Segment Start: INPUT DATA

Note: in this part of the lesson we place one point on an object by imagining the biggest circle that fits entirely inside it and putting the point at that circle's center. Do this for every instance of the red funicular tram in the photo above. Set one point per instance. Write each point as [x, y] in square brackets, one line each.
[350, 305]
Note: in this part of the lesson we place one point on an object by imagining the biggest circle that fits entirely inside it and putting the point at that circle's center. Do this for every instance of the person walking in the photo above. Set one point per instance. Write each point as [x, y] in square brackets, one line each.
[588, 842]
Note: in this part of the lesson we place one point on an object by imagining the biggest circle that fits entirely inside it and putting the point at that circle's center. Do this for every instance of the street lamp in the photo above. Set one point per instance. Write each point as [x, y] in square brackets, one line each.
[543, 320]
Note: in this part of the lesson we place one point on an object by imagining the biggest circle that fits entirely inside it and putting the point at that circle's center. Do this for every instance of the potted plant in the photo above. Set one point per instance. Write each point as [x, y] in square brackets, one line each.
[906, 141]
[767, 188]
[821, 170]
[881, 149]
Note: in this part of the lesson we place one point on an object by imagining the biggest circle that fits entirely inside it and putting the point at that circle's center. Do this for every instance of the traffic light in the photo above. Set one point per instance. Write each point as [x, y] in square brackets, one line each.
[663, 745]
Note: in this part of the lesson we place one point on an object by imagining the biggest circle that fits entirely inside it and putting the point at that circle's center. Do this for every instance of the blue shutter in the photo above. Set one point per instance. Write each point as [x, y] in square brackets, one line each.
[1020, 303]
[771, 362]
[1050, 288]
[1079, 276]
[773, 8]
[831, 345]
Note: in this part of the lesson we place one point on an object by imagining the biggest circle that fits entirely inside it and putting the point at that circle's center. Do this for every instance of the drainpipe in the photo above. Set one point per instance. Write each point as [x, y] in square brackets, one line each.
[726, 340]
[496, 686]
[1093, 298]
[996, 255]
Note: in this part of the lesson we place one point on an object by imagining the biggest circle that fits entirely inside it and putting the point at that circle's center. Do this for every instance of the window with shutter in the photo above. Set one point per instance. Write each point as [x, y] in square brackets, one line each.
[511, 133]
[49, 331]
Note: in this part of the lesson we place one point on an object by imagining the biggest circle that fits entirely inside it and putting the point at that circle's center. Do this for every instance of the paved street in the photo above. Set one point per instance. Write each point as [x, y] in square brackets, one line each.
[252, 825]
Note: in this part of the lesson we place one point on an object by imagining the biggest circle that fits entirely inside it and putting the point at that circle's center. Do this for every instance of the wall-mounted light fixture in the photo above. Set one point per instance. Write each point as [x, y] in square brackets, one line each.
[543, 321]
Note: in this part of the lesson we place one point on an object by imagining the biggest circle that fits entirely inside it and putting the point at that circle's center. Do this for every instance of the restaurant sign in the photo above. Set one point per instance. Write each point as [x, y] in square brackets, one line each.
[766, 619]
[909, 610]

Segment End: INPUT DATA

EXERCISE AIM: Write each record above out again exactly as it reads.

EXERCISE ANSWER:
Note: in this part of the lesson we place one point on an object by imagining the biggest circle that fits entirely inside it and putting the point at that circle's center. Do this for every instance of the red funicular tram in the photo above. Set one point per instance. Write each point as [x, y] in square brackets, one line each.
[350, 305]
Note: in this part of the lesson we place one point on an object by imagining the biggest circle that fits entirely inside it and putting the point at that circle's center. Do this for every instance of the person walking in the photo above. Set one point per instance. Write each point as [x, y] in square brackets, one line each.
[588, 842]
Note: in this part of the lesson we place one point on an object by imagining the biggest circle that fits entirely inside it and putting the point at that circle's center. Do this for every instance of the street lamp in the photo above. Set one point per instance. Write each point as [x, y] in square brackets, one line each.
[543, 320]
Note: in this part of the lesson we place one point on an object by imagining the biggest circle that fits entirely inside it and putting the point at that circle's center. Do this for every instance of the potted plant in the photo above. Set one point per instance. Write each point as [x, y] in square brackets, one line each.
[906, 141]
[767, 188]
[821, 170]
[881, 149]
Note: in this part of the lesson we place one point on an object by imagining the biggest circle that fits entirely inside it and putting the point at that circle's center. Do this for every instance of the traffic light in the photo above. Set one point per instance. Write each point as [x, y] in square brackets, one line each.
[663, 745]
Note: in this part of the lesson we place one point on an object by imagining the biggest circle that fits entirely inside it and putting the point at that circle's center. Do this for every instance of the blue shutter in the photo above. Set one point per instance. Write each point as [x, y] in square brackets, one line each.
[1020, 303]
[771, 362]
[1050, 288]
[1079, 276]
[773, 8]
[831, 345]
Note: in this part of the lesson we place one point on an object by imagining the biggest circle that fits entirely inside it and putting the point at that circle's center. Do this for every instance of the drainpipe in the photo above. Set one point per instance. Write each point as [x, y] in square brackets, one line each.
[726, 340]
[496, 686]
[1093, 298]
[996, 255]
Note: in this part of the lesson we place one point on an object by imagining the biggest circle that fits entirely inside it and putting the point at that circle's center. Do this for every instance of the window with shutter in the photo above. Set one point per instance. Write each point as [x, y] in square brackets, one line each.
[511, 133]
[49, 331]
Note: in this part of the lesson we place one point on an object by imagining the biggest circle that fits entirely inside it and putting the point at that circle's center. Do this for every instance of the paved street in the photo above. Set one point per instance. Write each point as [x, y] in square brackets, one line each.
[252, 825]
Note: in this part of the lesson we place one point on an object by imagining the biggest circle that fits entirely inside it and putting the point at that circle's center. Do this for every instance of the wall-mounted light fixture in the photo above. Set one point per instance. Write each point as [x, y] in square brackets, one line each.
[543, 321]
Note: in this part of the lesson we place one point on an object by imagining the biggest circle that fits entirely inside it and putting the point at that circle's center. Do this for every instance of the restaurant sign in the photo above. Set one point per instance. Write each point as [x, y] in square brackets, one line each.
[766, 619]
[909, 610]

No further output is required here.